= Your objective =
Can you quote, word for word, the stretch of the PrivacyLens feature overview below from "Privacy engine" through "ε before committing."?

PrivacyLens main page Main dashboard: query builder, ε-slider with simulation preview, noisy bar chart with 68 % / 95 % confidence intervals, suppression markers (⊘) for groups under min_group_size, and the live ε-budget panel.

Attack-replay theater Attack-Replay Theater: a step-by-step reconstruction of a detected differencing / averaging attack — shows the offending query sequence, the heuristic that fired, and what the analyst saw in real time.


Table of contents


Features

Privacy engine

  • Laplace and Gaussian mechanisms with per-aggregate sensitivity bounds (COUNT, SUM, MEAN, PERCENTILE, HISTOGRAM).
  • Per-dataset ε-budget ledger persisted in PostgreSQL — every successful query atomically deducts its cost; once exhausted the API returns 402 Payment Required.
  • Bin-based ε allocation with a reserved sub-budget (EPSILON_TEST = 0.5) for the noisy threshold used to suppress small groups.
  • Suppression contract: groups below min_group_size are returned as explicit null values (never zero) and rendered with a hatched ⊘ pattern in the UI.
  • Free simulation preview (no budget charged) so analysts can preview the expected confidence interval at a chosen ε before committing.
  • DuckDB execution over Parquet datasets with per-column clipping bounds validated at registration time.

Front-end

  • Visual query builder + CodeMirror-based SQL editor, with column-aware filter widgets and a free cohort preview for early small-group warnings.
  • Real-time noisy charts (visx + D3) with 68 % / 95 % confidence intervals, noise indicators, and explicit suppression rendering.
  • Significance Inspector: posterior P(μₐ > μ_B) computed from the analytical CDF of the difference of noise variables (Laplace and Gaussian).
  • Noise Sandbox: Hypothetical-Outcome-Plot (HOP) cloud of 80 posterior samples that can be re-rolled and ε-scaled to make uncertainty physically visible.
  • Trust Radar / ε-Oracle: five-axis glyph and verdict for each query (sample size, ε spent, suppression, freshness, attack-detector flag).
  • Attack-Replay Theater: post-hoc, step-by-step reconstruction of detected differencing / averaging / rapid-query attacks against the audit log.
  • Session Budget Planner & What-If Console: plan ε allocation across a session before spending it, and probe how a chart would change at a different ε.
  • History / Audit / Provenance Drawer: every query, its ε cost, the analyst who ran it, and the resulting noise are auditable from the UI.
  • Admin UI: create users, drag-and-drop dataset upload + 4-step registration wizard with bounds validation.
  • Accessibility: keyboard-first navigation, ARIA labels, multi-channel encoding (color + shape + text) so suppression and confidence are visible without color vision.

Operations & security

  • JWT password login (PBKDF2-SHA256, 240 k iterations) with three roles — ADMIN, ANALYST, AUDITOR — enforced by FastAPI dependencies and React route guards.
  • Rate limiting (fixed window per minute, per (tenant, user)) backed by Redis when available, in-process otherwise.
  • Attack detector: rolling-window heuristics for differencing, averaging, and rapid-query patterns; suspicious queries are flagged in the audit log.
  • Audit log for every privacy-affecting event: query execution, dataset registration / replacement / archive, user creation, attack flags.

= Collected data =
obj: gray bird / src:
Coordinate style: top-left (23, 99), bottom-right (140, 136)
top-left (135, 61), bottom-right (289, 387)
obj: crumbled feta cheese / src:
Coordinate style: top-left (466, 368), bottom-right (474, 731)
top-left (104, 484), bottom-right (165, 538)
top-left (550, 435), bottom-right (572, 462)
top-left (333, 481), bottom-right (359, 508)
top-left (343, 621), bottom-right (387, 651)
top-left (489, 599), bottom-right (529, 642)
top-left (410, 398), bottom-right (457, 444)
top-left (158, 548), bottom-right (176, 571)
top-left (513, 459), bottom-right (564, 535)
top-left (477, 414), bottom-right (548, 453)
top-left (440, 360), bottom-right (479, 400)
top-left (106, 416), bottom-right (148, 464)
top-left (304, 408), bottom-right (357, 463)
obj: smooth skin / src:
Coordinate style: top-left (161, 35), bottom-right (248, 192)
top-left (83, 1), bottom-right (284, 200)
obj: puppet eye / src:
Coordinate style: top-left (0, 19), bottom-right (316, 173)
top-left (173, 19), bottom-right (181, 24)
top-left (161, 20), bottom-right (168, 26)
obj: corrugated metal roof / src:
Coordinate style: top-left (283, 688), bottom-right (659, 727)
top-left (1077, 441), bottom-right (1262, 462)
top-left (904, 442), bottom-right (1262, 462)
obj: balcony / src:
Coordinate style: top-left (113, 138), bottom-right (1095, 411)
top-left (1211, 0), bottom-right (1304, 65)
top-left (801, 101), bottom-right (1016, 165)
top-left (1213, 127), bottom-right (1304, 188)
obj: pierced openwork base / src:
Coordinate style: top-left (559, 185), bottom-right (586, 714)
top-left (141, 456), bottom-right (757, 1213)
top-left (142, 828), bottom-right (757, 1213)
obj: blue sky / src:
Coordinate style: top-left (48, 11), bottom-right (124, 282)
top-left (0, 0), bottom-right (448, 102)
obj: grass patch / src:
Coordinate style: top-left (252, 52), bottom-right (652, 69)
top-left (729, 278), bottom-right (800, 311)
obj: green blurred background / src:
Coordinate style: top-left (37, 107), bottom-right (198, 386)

= In response =
Privacy engine

  • Laplace and Gaussian mechanisms with per-aggregate sensitivity bounds (COUNT, SUM, MEAN, PERCENTILE, HISTOGRAM).
  • Per-dataset ε-budget ledger persisted in PostgreSQL — every successful query atomically deducts its cost; once exhausted the API returns 402 Payment Required.
  • Bin-based ε allocation with a reserved sub-budget (EPSILON_TEST = 0.5) for the noisy threshold used to suppress small groups.
  • Suppression contract: groups below min_group_size are returned as explicit null values (never zero) and rendered with a hatched ⊘ pattern in the UI.
  • Free simulation preview (no budget charged) so analysts can preview the expected confidence interval at a chosen ε before committing.